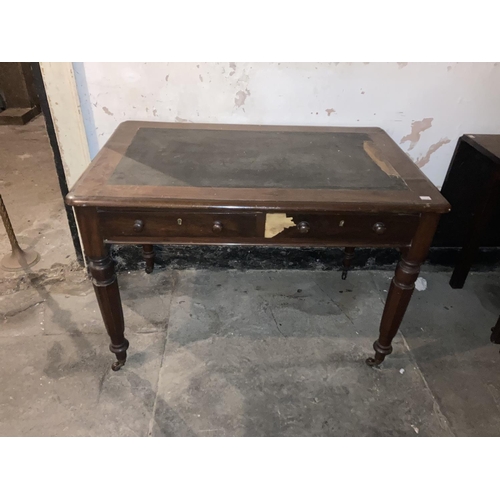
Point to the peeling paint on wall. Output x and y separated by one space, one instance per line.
417 127
423 160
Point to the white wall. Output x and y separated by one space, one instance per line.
424 107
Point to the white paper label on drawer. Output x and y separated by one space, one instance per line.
276 223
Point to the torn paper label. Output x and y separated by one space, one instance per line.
276 223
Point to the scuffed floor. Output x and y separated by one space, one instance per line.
256 353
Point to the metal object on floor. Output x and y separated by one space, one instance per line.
18 259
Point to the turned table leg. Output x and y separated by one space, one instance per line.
105 283
402 287
346 264
149 256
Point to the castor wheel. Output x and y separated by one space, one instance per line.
373 362
117 365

**********

Exclude the pictures and transcribe all of the entries exactly.

Point to the peeling paint on wall. Output x and y separated by one space, one instance per line.
417 127
423 160
Point to the white wall. Output x and y separated by one space, one instance per line.
424 107
Point to the white paper label on drawer. Output x and y separated by one space, one instance per line.
276 223
Point to the torn paper label. Output x and y separated by one space, one instance per line.
276 223
Point to the scuffed floor. Output x and y separated by one space, one instance per line.
256 353
Point to the metal object on floor. Output x and y separated by one space, one instance per line.
18 259
Point to the turned table leg. Output x and y separated by one space, one instance per line.
105 283
402 287
346 264
149 256
Point to the castor wheel. Output x and y separated by one space, one instance per line.
373 362
117 365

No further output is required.